| Extract to read |
- - -
Don't end up like this long distance girlfriend.

Don't end up like this long distance girlfriend.

I’ve never started a long distance relationship and made it “the distance”. As many of you begin your summer internships apart from your significant others, I hope that you can learn from my missteps and experience the best that long distance love has to offer—or at least survive the summer as a couple.

Surviving Time Apart

1.      Discuss expectations. Before you separate for the summer, take time to have a straightforward discussion about the following:

·         whether you are allowed to date other people

·         whether you are going to visit one another over the summer

·         how often, when, and in what methods you plan to keep in touch

When keeping in touch, I have one tip for the ladies: Straight men do not enjoy talking on the phone for extended periods of time. (I’m not sure that gay men enjoy it either.) No matter how patient and engaged your boyfriend sounds on the phone, he does not want to listen to the juicy details of your day—of the fabulous vintage dress you bought on sale, of the tutorial you almost finished at work, or of the delicious candied walnuts that your cubemate put in her salad. That is what your girl friends are for. Try to keep your phone conversations to 20 minutes or less, and your boyfriend will always be excited to chat with you. You should be out having a great summer rather than curled up in bed on the phone anyway.

2.      Make sure your relationship has a strong foundation before you part. Take time to get to really know one another before you have a long time apart. A month of dating is probably not enough time to build a strong relationship before heading your separate ways for the summer. Even if you have dated for several months, any tensions or unresolved issues the two of you had before the separation will only be exacerbated by the challenges of making a long distance relationship work. It’s worth taking the time to go to relationship counseling (which is free at most universities), reading relevant books, and talking honestly with one another about any problems you know are lurking under the surface. They will quickly come bubbling to the top in a long distance relationship—or they will fester over time and pop up as soon as you see one another again. I think this is why so many school-going couples break up during Thanksgiving break. You can only pretend that everything is fine for so long before you have to deal head-on with the issues that complicate your relationship.
- - -
Region pointing data
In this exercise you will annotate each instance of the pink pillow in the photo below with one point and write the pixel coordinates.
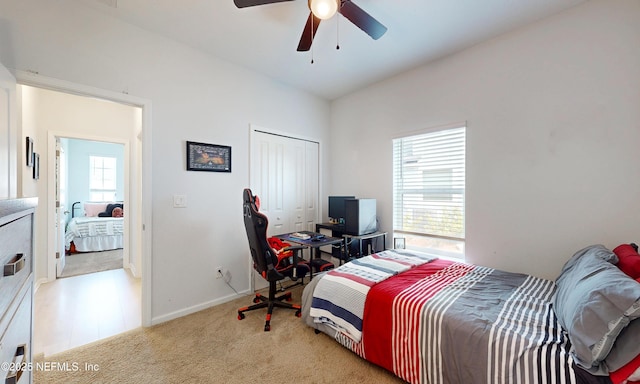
(629, 260)
(92, 209)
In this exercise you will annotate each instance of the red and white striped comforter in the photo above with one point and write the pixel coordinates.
(448, 322)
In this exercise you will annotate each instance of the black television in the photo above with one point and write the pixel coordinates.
(360, 217)
(336, 207)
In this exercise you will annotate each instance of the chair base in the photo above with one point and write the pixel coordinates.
(270, 302)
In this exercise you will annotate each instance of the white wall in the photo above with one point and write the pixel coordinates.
(553, 117)
(195, 97)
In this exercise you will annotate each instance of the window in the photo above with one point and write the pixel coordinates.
(102, 178)
(429, 191)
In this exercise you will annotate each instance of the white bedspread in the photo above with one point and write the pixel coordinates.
(82, 228)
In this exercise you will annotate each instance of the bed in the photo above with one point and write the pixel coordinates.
(431, 320)
(98, 230)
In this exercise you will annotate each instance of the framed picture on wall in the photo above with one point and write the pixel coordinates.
(29, 154)
(36, 166)
(208, 157)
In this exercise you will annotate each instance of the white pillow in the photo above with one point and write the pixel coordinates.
(92, 209)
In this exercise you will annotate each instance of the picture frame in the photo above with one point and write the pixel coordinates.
(29, 151)
(36, 166)
(208, 157)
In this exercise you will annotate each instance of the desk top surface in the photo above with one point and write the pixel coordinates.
(315, 240)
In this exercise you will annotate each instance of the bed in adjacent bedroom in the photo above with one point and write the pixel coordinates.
(431, 320)
(101, 228)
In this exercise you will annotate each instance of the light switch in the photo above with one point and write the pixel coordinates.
(179, 201)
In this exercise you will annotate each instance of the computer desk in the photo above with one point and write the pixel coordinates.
(313, 243)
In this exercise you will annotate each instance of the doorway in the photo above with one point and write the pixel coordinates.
(47, 132)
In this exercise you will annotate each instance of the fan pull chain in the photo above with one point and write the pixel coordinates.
(337, 32)
(312, 36)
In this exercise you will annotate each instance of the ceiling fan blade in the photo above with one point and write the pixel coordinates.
(362, 20)
(307, 35)
(251, 3)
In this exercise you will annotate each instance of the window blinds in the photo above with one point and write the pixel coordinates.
(429, 184)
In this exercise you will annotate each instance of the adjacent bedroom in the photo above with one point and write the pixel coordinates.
(95, 213)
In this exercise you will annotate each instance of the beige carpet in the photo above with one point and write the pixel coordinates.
(90, 262)
(213, 346)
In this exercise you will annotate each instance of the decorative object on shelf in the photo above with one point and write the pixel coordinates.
(36, 166)
(29, 155)
(208, 157)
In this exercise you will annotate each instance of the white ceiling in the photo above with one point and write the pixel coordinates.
(264, 38)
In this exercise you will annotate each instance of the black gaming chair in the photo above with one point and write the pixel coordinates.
(267, 263)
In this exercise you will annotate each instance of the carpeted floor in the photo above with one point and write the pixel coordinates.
(213, 346)
(90, 262)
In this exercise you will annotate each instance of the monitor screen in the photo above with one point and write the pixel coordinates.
(336, 206)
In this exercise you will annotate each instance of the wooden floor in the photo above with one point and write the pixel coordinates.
(77, 310)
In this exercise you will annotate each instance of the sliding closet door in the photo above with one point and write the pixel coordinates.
(284, 174)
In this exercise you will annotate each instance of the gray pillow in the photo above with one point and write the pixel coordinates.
(594, 302)
(626, 347)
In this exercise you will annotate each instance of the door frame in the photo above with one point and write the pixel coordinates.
(145, 169)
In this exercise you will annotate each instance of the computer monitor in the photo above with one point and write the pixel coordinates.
(336, 207)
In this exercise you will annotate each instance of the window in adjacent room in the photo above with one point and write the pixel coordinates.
(429, 191)
(102, 178)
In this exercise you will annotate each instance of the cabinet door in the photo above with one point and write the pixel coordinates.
(8, 140)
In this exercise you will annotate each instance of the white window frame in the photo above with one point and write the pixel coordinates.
(103, 178)
(429, 190)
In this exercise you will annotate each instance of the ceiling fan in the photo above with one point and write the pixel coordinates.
(323, 10)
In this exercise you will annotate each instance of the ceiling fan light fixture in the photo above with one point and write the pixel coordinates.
(323, 9)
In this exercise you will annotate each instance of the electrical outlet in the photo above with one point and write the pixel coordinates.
(227, 276)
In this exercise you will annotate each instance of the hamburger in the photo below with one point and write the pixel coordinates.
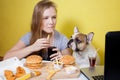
(33, 61)
(67, 60)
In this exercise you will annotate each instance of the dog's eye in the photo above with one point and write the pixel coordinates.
(77, 40)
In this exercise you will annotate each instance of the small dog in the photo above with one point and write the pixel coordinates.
(81, 45)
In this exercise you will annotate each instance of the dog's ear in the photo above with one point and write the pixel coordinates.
(90, 37)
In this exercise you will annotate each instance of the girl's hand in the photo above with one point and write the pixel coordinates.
(40, 44)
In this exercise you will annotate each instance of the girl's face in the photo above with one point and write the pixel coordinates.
(49, 20)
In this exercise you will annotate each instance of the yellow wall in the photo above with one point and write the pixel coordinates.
(98, 16)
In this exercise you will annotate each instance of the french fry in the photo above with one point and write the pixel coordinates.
(51, 74)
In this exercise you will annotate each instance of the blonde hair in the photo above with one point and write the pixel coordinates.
(36, 31)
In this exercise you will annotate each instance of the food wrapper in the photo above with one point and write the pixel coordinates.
(12, 64)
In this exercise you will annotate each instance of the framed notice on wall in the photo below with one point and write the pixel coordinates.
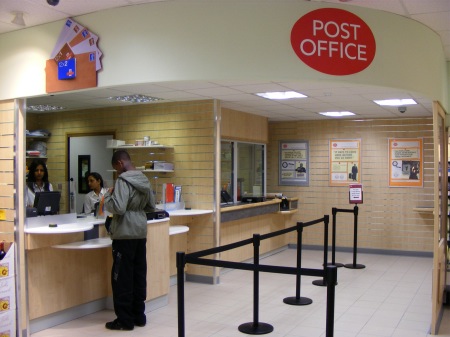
(406, 162)
(345, 161)
(294, 163)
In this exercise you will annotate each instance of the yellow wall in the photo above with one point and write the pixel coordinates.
(7, 170)
(386, 218)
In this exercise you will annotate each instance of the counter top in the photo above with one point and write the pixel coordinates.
(246, 205)
(88, 244)
(184, 212)
(178, 229)
(65, 223)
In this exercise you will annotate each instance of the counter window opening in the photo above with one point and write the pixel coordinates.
(242, 170)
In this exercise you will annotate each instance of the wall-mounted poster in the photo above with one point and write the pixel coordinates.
(406, 162)
(345, 161)
(294, 163)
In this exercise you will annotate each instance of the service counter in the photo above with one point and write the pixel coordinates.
(68, 275)
(240, 222)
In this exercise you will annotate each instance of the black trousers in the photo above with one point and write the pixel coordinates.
(129, 280)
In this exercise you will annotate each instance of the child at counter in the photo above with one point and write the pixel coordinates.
(95, 182)
(37, 181)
- - -
| Task objective |
Please copy out the long distance relationship advice text above in full, word for word.

| Response to this exercise |
Don't end up like this long distance girlfriend.

Don't end up like this long distance girlfriend.

I’ve never started a long distance relationship and made it “the distance”. As many of you begin your summer internships apart from your significant others, I hope that you can learn from my missteps and experience the best that long distance love has to offer—or at least survive the summer as a couple.

Surviving Time Apart

1.      Discuss expectations. Before you separate for the summer, take time to have a straightforward discussion about the following:

·         whether you are allowed to date other people

·         whether you are going to visit one another over the summer

·         how often, when, and in what methods you plan to keep in touch

When keeping in touch, I have one tip for the ladies: Straight men do not enjoy talking on the phone for extended periods of time. (I’m not sure that gay men enjoy it either.) No matter how patient and engaged your boyfriend sounds on the phone, he does not want to listen to the juicy details of your day—of the fabulous vintage dress you bought on sale, of the tutorial you almost finished at work, or of the delicious candied walnuts that your cubemate put in her salad. That is what your girl friends are for. Try to keep your phone conversations to 20 minutes or less, and your boyfriend will always be excited to chat with you. You should be out having a great summer rather than curled up in bed on the phone anyway.

2.      Make sure your relationship has a strong foundation before you part. Take time to get to really know one another before you have a long time apart. A month of dating is probably not enough time to build a strong relationship before heading your separate ways for the summer. Even if you have dated for several months, any tensions or unresolved issues the two of you had before the separation will only be exacerbated by the challenges of making a long distance relationship work. It’s worth taking the time to go to relationship counseling (which is free at most universities), reading relevant books, and talking honestly with one another about any problems you know are lurking under the surface. They will quickly come bubbling to the top in a long distance relationship—or they will fester over time and pop up as soon as you see one another again. I think this is why so many school-going couples break up during Thanksgiving break. You can only pretend that everything is fine for so long before you have to deal head-on with the issues that complicate your relationship.